▸ Selected passage
══════════

Maruti Suzuki slips 3% on disappointing June quarter results

Shares of Maruti Suzuki India (MSIL) dipped nearly 3 per cent to Rs 6,965 on the BSE in intra-day trade on Thursday, down 4 per cent in past two trading days, after the car and utility vehicles company reported disappointing numbers for the quarter ended June 2021 (Q1FY22).

The company’s total operating income declined 26 per cent quarter-on-quarter (QoQ) to Rs 17,771 crore in Q1FY22, due to a 28 per cent volume decline to 3.53 lakh units. Profit after tax (PAT) declined 62 per cent QoQ to Rs 441 crore. It had posted a loss of Rs 249 crore in the year-ago quarter. Ebitda (earnings before interest, taxes, depreciation, and amortization) margins declined by 367 basis points (bps) sequentially to 4.6 per cent.

The company said profit for Q1FY22 was primarily impacted due to lower sale volumes. The commodity prices increased steeply but the company continued to make efforts to reduce costs.

"The second wave of the pandemic adversely impacted Q1 production and sales. While all parameters this quarter were substantially better than Q1 of FY2020-21 (Q1FY21), a comparison is not meaningful because Q1 last year had a much higher degree of disruption due to the pandemic. Sales in Q1 remain far below the previous high in Q1 of FY2018-19 (Q1FY19)," the company said.

══════════

▸ Material supplied
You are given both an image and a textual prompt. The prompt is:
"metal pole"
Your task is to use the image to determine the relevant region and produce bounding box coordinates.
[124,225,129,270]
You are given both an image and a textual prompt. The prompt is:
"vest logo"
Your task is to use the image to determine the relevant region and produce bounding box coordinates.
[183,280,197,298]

══════════

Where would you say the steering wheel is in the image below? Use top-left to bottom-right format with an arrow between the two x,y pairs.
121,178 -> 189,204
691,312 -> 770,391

══════════

▸ What you need to do
(1) Translate this sentence from the Maruti Suzuki earnings article into Spanish: "The company said profit for Q1FY22 was primarily impacted due to lower sale volumes."
(2) Carry on the article about Maruti Suzuki's June quarter results, starting after its final sentence.

▸ Results in order
(1) La empresa indicó que el beneficio del Q1FY22 se vio afectado principalmente por los menores volúmenes de venta.

(2)
MSIL’s performance was below expectations on all counts, with margins impacted by increase in all cost heads – especially in case of employee costs, partly due to one-offs, brokerage ICICI Securities said in a note. "Profitability pressure was exacerbated by lower other income. For MSIL, utility vehicle (UV) product launch to address heightened competition is a key monitorable, although general sluggishness on the electric vehicle (EV) opportunity is a persistent disappointment," it added.

Another brokerage Motilal Oswal Financial Services said MSIL reported a weak performance in Q1FY22, weighed by the impact of the lockdowns on volumes as well as commodity cost inflation. While commodity inflation would persist in 2Q, there are drivers in place for sustained volume and margin recovery from 2HFY22E. We lower our FY22E/FY23E EPS by 13 per cent/3 per cent, factoring in further cost inflation in Q2, higher staff costs, and lower other income, it said.